Kaplıca turizmi metninde başlıktan sonra gelen paragraflardaki tüm sayısal değerleri, her birinin neyi ifade ettiğini belirterek sıralayınız.
==== Verilen Metin ====
23 / 04 / 2024

1500 jeotermal kaynağa 30 termal otel

1500 jeotermal kaynağa 30 termal otel

Bin 500 jeotermal kaynağı bulunan Türkiye, jeotermal kaynaklar açısından ilk 7 ülke arasında yer alıyor.



Bu zenginliğe rağmen, sadece 30 termal tesisin bulunduğu ülkemizde, kaplıca turizmi tüm reklam kampanyalara rağmen can çekişiyor

Yerin metrelerce altından çıkan ve şifalı sularıyla halkın derdine derman olan kaplıcalar, turistlerin ilgisini çekmiyor. Türkiye'nin dört bir yanındaki jeotermal kaynaklar, ilgisizlik yüzünden heba olup gidiyor. Kaplıca turizmine (termal turizm) yönelik yatırımları teşvik etmek amacıyla 1993 yılında 82 yıllık 'Sıcak ve Soğuk Maden Suları İstismarı ile Kaplıcalar Tesisatı Hakkındaki Kanun'da değişikliğe gidildi. Termal suların kullanımıyla ilgili yönetmelik değişiklikliğiyle birlikte ülkemizde termal turizme yönelik işletmeler açılmaya başladı.

KAYNAKLAR YETERSİZ

Ancak aradan geçen 15 yıla rağmen jeotermal kapasite göz önüne alındığında, mevcut yatırımların, ülkemizdeki potansiyelin çok küçük bir bölümünü kullandığını ortaya koydu. İl özel idareleri ile belediyelerin kaynak yetersizliği nedeniyle ilgilenemediği jeotermal sular, son zamanlarda özel şirketlere kiralanıyor. Ancak kaplıca turizmi, bölge halkının yıkanmak için gittiği, 'hamam' mantığıyla bakılan yerler olmanın ötesine geçemedi.
==== Listelenen Kayıtlar ====
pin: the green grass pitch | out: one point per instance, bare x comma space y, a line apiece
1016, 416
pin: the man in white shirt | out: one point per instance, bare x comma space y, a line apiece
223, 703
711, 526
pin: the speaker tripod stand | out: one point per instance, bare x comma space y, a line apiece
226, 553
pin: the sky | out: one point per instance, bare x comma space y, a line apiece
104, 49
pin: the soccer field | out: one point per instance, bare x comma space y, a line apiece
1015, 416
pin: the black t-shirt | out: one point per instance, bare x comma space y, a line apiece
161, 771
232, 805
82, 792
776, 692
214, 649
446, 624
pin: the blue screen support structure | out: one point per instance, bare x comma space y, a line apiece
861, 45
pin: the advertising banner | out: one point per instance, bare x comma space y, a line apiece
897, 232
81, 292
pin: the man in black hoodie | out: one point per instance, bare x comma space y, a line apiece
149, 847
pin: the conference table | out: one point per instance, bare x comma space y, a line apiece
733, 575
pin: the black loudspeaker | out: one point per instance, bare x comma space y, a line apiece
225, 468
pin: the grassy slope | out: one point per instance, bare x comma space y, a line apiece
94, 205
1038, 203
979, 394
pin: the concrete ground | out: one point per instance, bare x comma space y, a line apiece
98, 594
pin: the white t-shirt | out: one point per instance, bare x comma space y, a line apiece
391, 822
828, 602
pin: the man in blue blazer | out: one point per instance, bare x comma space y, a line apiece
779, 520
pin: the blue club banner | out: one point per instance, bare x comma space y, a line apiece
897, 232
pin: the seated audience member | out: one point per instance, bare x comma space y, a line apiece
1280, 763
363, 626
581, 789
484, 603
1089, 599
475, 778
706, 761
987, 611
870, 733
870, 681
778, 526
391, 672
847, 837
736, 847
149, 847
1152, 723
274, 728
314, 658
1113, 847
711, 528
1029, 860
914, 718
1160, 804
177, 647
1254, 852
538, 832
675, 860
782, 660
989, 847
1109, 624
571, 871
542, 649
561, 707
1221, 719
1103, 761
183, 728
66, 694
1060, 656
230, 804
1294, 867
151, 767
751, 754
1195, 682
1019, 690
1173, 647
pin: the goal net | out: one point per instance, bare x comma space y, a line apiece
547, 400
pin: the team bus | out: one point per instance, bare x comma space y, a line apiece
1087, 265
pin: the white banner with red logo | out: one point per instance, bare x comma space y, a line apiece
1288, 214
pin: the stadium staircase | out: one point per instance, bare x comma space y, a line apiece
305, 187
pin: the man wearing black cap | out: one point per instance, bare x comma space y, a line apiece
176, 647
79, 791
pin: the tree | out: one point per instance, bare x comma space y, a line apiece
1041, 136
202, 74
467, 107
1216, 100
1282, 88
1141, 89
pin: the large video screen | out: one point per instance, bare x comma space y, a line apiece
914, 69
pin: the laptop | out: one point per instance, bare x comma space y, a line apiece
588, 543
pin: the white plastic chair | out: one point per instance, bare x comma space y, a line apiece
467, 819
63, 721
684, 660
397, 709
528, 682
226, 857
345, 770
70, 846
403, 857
====
■ Alıştırma Çıktısı
- Bin 500: Türkiye'deki jeotermal kaynak sayısı
- 7: Türkiye'nin jeotermal kaynaklar açısından yer aldığı ilk ülkeler grubu
- 30: Ülkedeki termal tesis sayısı
- 1993: Kanunda değişikliğe gidilen yıl
- 82: Değiştirilen 'Sıcak ve Soğuk Maden Suları İstismarı ile Kaplıcalar Tesisatı Hakkındaki Kanun'un yaşı
- 15: Değişikliğin ardından geçen yıl sayısı